● Things to do
**1.** In the code review comment on the interval arithmetic file, what does the new code comment say the cardinality of an interval is? Explain in one to three sentences.
**2.** Extend the code review comment on the interval arithmetic file from where it stops.

● Quoted text
[GitHub] [arrow-datafusion] alamb commented on a diff in pull request #6982: Refactor AnalysisContext and statistics() of FilterExec

via GitHub Tue, 18 Jul 2023 12:28:18 -0700


alamb commented on code in PR #6982:
URL: https://github.com/apache/arrow-datafusion/pull/6982#discussion_r1267191022



##########
datafusion/physical-expr/src/intervals/interval_aritmetic.rs:
##########
@@ -451,6 +453,75 @@ impl Interval {
         lower: IntervalBound::new(ScalarValue::Boolean(Some(true)), false),
         upper: IntervalBound::new(ScalarValue::Boolean(Some(true)), false),
     };
+
+    // Cardinality is the number of all points included by the interval, 
considering its bounds.

● Given data
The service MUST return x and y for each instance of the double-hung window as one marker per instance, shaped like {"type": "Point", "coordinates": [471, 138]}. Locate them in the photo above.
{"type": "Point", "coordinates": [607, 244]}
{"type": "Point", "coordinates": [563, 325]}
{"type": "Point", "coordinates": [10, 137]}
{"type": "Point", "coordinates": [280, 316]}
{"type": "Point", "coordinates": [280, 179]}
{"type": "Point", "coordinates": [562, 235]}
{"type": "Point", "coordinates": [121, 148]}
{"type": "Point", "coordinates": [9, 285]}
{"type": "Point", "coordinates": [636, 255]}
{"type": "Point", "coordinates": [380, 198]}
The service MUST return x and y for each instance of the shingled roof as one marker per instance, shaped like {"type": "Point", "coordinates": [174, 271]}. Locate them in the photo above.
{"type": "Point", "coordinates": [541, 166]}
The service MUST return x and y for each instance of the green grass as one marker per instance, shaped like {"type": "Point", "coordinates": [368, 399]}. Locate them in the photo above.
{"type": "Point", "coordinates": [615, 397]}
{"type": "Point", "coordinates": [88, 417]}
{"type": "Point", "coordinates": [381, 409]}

● Results
**1.** Cardinality is the number of all points the interval includes. The count takes the interval's bounds into account.

**2.**
Review Comment:
   Something that might be worth considering in the long term that @tustvold 
mentioned the other day is to vectorize these calculations -- at the moment 
they are doin in the context of a single expression, but eventually if we want 
to use this logic to prune large numbers of files / etc based on statistics it 
may take too long
   
   No change is needed here, I am just planting a seed of an idea in case this 
was on your list too



##########
datafusion/physical-expr/src/intervals/interval_aritmetic.rs:
##########
@@ -508,6 +580,83 @@ fn cast_scalar_value(
     ScalarValue::try_from_array(&cast_array, 0)
 }
 
+/// This function calculates the final cardinality result by inspecting the 
endpoints of the interval.
+fn calculate_cardinality_based_on_bounds(
+    lower_open: bool,
+    upper_open: bool,
+    diff: u64,
+) -> u64 {
+    match (lower_open, upper_open) {
+        (false, false) => diff + 1,
+        (true, true) => diff - 1,
+        _ => diff,
+    }
+}
+
+trait OneTrait: Sized + std::ops::Add + std::ops::Sub {
+    fn one() -> Self;
+}
+
+macro_rules! impl_OneTrait{
+    ($($m:ty),*) => {$( impl OneTrait for $m  { fn one() -> Self { 1 as $m } 
})*}
+}
+impl_OneTrait! {u8, u16, u32, u64, i8, i16, i32, i64, f32, f64}
+
+/// This function either increments or decrements its argument, depending on 
the `DIR` value. If `true`, it increments; otherwise it decrements the argument.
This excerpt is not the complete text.